INPUT:
..............................

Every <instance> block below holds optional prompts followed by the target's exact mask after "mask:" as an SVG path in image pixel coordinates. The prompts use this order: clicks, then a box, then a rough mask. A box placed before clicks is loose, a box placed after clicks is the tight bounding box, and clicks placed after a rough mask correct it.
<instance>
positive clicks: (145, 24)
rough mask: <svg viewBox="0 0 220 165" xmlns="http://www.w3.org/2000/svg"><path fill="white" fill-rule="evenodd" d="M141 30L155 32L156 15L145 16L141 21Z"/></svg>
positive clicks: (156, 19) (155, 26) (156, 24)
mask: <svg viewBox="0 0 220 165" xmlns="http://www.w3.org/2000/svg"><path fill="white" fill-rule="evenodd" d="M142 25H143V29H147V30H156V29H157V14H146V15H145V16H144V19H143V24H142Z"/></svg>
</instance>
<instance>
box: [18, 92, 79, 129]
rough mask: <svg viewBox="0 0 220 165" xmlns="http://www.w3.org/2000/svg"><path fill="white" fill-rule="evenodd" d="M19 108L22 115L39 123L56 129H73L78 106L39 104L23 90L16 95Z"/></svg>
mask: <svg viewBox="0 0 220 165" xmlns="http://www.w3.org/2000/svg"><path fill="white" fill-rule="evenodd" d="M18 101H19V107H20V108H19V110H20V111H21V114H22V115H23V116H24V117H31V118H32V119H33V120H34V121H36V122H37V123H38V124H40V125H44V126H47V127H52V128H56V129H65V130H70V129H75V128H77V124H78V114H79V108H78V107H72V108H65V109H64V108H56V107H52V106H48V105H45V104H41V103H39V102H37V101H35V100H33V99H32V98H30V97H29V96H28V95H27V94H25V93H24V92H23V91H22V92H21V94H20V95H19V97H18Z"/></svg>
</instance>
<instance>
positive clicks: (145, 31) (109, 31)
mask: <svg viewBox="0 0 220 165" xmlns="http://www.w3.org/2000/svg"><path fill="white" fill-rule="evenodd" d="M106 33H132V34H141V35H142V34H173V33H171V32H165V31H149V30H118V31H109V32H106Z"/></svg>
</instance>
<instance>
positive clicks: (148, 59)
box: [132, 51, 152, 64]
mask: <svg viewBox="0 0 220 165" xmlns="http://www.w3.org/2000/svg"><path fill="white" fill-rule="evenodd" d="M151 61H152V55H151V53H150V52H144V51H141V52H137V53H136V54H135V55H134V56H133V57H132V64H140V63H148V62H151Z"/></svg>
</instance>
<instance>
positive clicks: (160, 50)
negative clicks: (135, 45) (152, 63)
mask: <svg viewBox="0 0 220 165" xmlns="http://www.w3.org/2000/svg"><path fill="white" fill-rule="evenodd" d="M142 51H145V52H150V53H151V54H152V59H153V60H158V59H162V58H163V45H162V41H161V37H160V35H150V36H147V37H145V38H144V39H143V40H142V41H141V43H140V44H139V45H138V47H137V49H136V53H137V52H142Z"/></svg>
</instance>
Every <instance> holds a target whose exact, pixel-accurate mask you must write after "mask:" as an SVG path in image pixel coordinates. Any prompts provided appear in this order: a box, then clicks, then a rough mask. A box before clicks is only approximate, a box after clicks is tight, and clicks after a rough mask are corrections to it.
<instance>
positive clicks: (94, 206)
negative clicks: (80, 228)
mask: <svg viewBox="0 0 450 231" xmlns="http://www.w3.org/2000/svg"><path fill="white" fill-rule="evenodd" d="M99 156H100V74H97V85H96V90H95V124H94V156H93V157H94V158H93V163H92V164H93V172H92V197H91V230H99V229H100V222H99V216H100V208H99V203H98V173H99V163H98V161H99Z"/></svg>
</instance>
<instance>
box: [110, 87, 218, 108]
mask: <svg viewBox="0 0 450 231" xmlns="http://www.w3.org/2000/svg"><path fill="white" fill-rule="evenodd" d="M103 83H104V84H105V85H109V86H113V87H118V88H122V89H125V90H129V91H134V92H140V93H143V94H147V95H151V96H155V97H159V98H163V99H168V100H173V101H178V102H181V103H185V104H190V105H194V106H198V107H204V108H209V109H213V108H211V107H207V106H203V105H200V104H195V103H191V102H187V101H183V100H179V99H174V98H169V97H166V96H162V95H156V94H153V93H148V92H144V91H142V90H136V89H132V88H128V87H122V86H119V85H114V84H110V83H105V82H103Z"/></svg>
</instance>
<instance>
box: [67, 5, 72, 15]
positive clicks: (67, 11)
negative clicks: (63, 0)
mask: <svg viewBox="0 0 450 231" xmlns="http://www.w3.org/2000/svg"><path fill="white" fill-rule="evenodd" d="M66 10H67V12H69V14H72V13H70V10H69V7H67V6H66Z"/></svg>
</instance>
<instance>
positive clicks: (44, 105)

..............................

YOUR OBJECTIVE: Each entry must be printed again exactly as given.

SOLUTION FOR THIS PROBLEM:
Every <instance> block below holds optional prompts followed by the target's exact mask after "mask:" as an SVG path in image pixel coordinates. The prompts use this order: clicks, then a box, then a rough mask. A box placed before clicks is loose, a box placed after clicks is the tight bounding box, and clicks placed after a rough mask correct it.
<instance>
positive clicks: (145, 24)
rough mask: <svg viewBox="0 0 220 165" xmlns="http://www.w3.org/2000/svg"><path fill="white" fill-rule="evenodd" d="M141 30L155 32L156 15L145 16L141 21Z"/></svg>
positive clicks: (156, 19) (155, 26) (156, 24)
mask: <svg viewBox="0 0 220 165" xmlns="http://www.w3.org/2000/svg"><path fill="white" fill-rule="evenodd" d="M142 25H143V29H147V30H156V29H157V14H146V15H145V16H144V19H143V24H142Z"/></svg>
</instance>
<instance>
box: [18, 92, 79, 129]
rough mask: <svg viewBox="0 0 220 165" xmlns="http://www.w3.org/2000/svg"><path fill="white" fill-rule="evenodd" d="M19 108L22 115L39 123L56 129H73L78 106L39 104L23 90L16 95Z"/></svg>
mask: <svg viewBox="0 0 220 165" xmlns="http://www.w3.org/2000/svg"><path fill="white" fill-rule="evenodd" d="M18 101H19V107H20V108H19V110H20V111H21V114H22V115H23V116H24V117H31V118H32V119H33V120H34V121H36V122H37V123H38V124H40V125H44V126H47V127H52V128H56V129H65V130H70V129H75V128H77V124H78V114H79V108H78V107H72V108H65V109H64V108H56V107H52V106H48V105H45V104H41V103H39V102H37V101H35V100H33V99H32V98H30V97H29V96H28V95H27V94H25V93H24V92H23V91H22V92H21V94H20V95H19V97H18Z"/></svg>
</instance>
<instance>
positive clicks: (145, 31) (109, 31)
mask: <svg viewBox="0 0 220 165" xmlns="http://www.w3.org/2000/svg"><path fill="white" fill-rule="evenodd" d="M106 33H132V34H141V35H142V34H173V33H171V32H165V31H149V30H118V31H109V32H106Z"/></svg>
</instance>
<instance>
positive clicks: (148, 59)
box: [132, 51, 152, 64]
mask: <svg viewBox="0 0 220 165" xmlns="http://www.w3.org/2000/svg"><path fill="white" fill-rule="evenodd" d="M151 61H152V55H151V53H150V52H144V51H141V52H137V53H136V54H135V55H134V56H133V57H132V64H140V63H148V62H151Z"/></svg>
</instance>
<instance>
positive clicks: (160, 50)
negative clicks: (135, 45) (152, 63)
mask: <svg viewBox="0 0 220 165" xmlns="http://www.w3.org/2000/svg"><path fill="white" fill-rule="evenodd" d="M142 51H145V52H150V53H151V54H152V59H153V60H158V59H162V58H163V45H162V41H161V37H160V35H150V36H147V37H145V38H144V39H143V40H142V41H141V43H140V44H139V45H138V47H137V49H136V53H137V52H142Z"/></svg>
</instance>
Every <instance> holds a target whose exact, pixel-accurate mask you must write after "mask:" as an SVG path in image pixel coordinates. Any prompts provided appear in this order: a box, then clicks, then a rough mask. A box before clicks is only approximate, a box after clicks is tight, and clicks after a rough mask are corrections to it.
<instance>
positive clicks: (94, 206)
negative clicks: (80, 228)
mask: <svg viewBox="0 0 450 231" xmlns="http://www.w3.org/2000/svg"><path fill="white" fill-rule="evenodd" d="M99 156H100V74H97V85H96V90H95V124H94V156H93V157H94V158H93V163H92V164H93V172H92V197H91V230H99V229H100V222H99V216H100V208H99V203H98V173H99V163H98V161H99Z"/></svg>
</instance>
<instance>
box: [110, 87, 218, 108]
mask: <svg viewBox="0 0 450 231" xmlns="http://www.w3.org/2000/svg"><path fill="white" fill-rule="evenodd" d="M103 83H104V84H105V85H109V86H113V87H118V88H122V89H125V90H129V91H134V92H140V93H143V94H147V95H151V96H155V97H159V98H163V99H168V100H173V101H178V102H181V103H185V104H190V105H194V106H198V107H204V108H209V109H213V108H211V107H207V106H203V105H200V104H195V103H191V102H187V101H183V100H179V99H174V98H169V97H166V96H162V95H156V94H153V93H148V92H144V91H142V90H136V89H132V88H128V87H122V86H119V85H114V84H110V83H105V82H103Z"/></svg>
</instance>
<instance>
box: [67, 5, 72, 15]
positive clicks: (67, 11)
negative clicks: (63, 0)
mask: <svg viewBox="0 0 450 231" xmlns="http://www.w3.org/2000/svg"><path fill="white" fill-rule="evenodd" d="M66 10H67V12H69V14H72V13H70V10H69V7H67V6H66Z"/></svg>
</instance>
<instance>
positive clicks: (44, 105)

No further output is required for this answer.